Take the line that contains "For each instance of the warehouse, set" as the first line and the final line of the records as the last; return exactly those lines and the lines between.

_Supplied data_
***
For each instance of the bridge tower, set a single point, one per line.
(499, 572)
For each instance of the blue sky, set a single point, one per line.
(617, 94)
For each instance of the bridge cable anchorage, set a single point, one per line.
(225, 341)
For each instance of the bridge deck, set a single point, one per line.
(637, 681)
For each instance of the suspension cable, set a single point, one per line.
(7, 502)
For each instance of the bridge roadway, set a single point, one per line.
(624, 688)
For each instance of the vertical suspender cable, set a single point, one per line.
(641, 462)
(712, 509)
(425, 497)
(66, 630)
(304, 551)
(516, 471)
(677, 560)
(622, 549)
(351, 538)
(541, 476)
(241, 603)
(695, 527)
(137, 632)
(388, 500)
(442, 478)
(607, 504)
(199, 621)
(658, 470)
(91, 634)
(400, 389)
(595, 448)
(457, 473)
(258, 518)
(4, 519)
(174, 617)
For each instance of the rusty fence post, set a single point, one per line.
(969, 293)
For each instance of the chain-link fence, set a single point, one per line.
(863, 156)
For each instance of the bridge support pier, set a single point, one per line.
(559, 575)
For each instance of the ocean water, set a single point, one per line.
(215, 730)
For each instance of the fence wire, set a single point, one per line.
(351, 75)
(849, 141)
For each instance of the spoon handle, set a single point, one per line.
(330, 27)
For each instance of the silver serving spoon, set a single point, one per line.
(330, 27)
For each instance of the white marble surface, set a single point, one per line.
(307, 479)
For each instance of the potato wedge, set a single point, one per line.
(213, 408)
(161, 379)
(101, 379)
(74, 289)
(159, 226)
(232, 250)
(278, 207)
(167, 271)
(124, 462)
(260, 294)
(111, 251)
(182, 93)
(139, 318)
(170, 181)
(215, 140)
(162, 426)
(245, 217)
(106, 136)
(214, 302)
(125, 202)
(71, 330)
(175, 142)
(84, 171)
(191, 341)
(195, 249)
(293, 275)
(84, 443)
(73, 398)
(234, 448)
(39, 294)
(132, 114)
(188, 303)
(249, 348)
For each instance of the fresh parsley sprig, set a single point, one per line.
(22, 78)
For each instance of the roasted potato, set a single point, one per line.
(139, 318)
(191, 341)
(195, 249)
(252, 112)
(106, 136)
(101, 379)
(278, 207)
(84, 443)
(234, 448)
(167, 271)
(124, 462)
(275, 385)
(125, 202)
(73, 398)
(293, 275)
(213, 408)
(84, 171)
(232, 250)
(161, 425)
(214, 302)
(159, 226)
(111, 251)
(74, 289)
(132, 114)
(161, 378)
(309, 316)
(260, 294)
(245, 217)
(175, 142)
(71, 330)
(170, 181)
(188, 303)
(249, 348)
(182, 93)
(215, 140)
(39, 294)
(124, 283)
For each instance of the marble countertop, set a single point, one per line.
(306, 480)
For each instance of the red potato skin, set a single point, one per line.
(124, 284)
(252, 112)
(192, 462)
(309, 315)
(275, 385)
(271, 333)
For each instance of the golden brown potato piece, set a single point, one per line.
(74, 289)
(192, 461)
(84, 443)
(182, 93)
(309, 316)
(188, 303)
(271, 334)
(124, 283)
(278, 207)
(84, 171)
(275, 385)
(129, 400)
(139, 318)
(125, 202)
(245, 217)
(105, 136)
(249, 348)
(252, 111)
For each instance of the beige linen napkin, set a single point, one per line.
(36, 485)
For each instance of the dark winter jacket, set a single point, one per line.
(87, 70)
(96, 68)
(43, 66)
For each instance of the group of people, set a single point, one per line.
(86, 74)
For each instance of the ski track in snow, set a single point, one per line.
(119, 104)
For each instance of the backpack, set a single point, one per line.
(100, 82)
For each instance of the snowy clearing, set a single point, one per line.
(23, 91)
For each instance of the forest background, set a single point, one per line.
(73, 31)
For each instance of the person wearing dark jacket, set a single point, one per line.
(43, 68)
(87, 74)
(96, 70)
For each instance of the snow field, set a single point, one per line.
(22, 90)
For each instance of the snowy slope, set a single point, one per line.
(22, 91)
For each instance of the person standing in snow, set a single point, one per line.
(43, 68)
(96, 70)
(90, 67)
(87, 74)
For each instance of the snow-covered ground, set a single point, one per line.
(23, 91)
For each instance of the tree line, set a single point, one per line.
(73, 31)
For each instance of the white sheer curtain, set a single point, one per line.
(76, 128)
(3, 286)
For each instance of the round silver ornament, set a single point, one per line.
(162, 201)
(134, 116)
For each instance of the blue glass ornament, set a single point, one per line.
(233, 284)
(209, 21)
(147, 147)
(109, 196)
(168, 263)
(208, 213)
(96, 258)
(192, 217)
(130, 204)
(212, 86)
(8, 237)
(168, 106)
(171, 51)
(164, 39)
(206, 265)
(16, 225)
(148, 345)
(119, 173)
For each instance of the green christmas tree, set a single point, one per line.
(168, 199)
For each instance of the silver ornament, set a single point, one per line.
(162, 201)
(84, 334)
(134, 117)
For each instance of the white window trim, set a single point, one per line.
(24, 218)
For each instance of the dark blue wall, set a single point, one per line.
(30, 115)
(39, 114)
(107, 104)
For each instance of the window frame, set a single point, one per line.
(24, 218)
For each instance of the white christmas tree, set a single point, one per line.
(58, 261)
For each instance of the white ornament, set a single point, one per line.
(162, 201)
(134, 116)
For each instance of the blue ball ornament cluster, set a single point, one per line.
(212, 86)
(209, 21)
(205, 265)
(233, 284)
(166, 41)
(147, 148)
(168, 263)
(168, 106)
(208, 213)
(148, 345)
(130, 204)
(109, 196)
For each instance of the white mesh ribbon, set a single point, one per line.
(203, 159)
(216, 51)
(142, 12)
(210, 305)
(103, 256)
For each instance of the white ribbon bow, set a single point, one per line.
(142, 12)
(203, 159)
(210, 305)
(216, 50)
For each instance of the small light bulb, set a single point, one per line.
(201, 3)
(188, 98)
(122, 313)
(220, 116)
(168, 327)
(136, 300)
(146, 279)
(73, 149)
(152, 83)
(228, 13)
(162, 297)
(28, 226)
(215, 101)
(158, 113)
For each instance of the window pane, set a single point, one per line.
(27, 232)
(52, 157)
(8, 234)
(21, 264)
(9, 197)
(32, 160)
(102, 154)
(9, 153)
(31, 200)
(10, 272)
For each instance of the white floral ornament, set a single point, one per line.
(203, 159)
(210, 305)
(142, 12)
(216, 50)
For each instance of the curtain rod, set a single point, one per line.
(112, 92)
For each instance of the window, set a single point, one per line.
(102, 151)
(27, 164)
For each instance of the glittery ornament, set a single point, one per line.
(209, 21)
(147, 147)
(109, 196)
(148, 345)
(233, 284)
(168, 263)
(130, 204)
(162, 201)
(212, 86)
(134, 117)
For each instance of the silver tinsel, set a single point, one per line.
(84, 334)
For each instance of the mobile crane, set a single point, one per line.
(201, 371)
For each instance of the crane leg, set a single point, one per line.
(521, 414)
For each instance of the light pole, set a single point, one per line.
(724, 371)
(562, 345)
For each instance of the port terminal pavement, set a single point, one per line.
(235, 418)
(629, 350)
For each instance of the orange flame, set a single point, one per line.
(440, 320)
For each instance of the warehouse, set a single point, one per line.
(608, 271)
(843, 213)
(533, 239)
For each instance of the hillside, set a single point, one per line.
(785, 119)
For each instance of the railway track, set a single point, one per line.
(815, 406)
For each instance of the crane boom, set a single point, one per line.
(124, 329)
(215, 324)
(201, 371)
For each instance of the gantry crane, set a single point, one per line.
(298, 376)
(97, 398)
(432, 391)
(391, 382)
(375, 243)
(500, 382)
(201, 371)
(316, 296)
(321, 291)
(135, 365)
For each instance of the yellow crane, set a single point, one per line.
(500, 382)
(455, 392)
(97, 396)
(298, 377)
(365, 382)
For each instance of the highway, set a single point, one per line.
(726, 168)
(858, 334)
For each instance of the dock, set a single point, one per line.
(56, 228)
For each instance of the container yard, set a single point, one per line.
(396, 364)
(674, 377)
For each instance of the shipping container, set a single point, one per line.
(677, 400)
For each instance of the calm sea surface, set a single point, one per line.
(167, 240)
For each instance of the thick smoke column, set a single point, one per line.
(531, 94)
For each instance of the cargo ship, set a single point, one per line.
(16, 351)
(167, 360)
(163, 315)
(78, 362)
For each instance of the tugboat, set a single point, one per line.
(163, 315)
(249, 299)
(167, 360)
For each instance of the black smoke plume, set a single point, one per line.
***
_Solved exercise_
For each instance of the warehouse, set a single point, one per line.
(608, 271)
(843, 213)
(533, 239)
For each instance of the hillside, set a single point, one per line.
(785, 119)
For each instance of the railway track, set a single point, one per line.
(815, 406)
For each instance of the crane boom, set a single point, one per line.
(124, 329)
(215, 324)
(201, 371)
For each instance of the gantry crane, set a single point, one per line.
(298, 376)
(97, 398)
(432, 391)
(391, 382)
(375, 243)
(500, 382)
(201, 371)
(316, 296)
(321, 291)
(135, 365)
For each instance of the yellow crane, set a single point, one per line.
(500, 382)
(455, 392)
(97, 396)
(298, 377)
(365, 382)
For each instance of the highway, set a single point, one per line.
(726, 168)
(858, 334)
For each instance of the dock, set a single point, one per line.
(56, 228)
For each instance of the container yard, set a single point, one per line.
(396, 364)
(674, 377)
For each instance of the shipping container, set a single point, one per line.
(677, 400)
For each instance of the calm sea surface, set a single point, one per line.
(167, 240)
For each instance of the thick smoke column, set a single point, one per line.
(531, 94)
For each instance of the cargo ship, set a single point, one per line.
(16, 351)
(167, 360)
(163, 315)
(78, 362)
For each instance of the tugboat, set a single point, one per line.
(163, 315)
(249, 299)
(167, 360)
For each instance of the black smoke plume, set a single point, one per line.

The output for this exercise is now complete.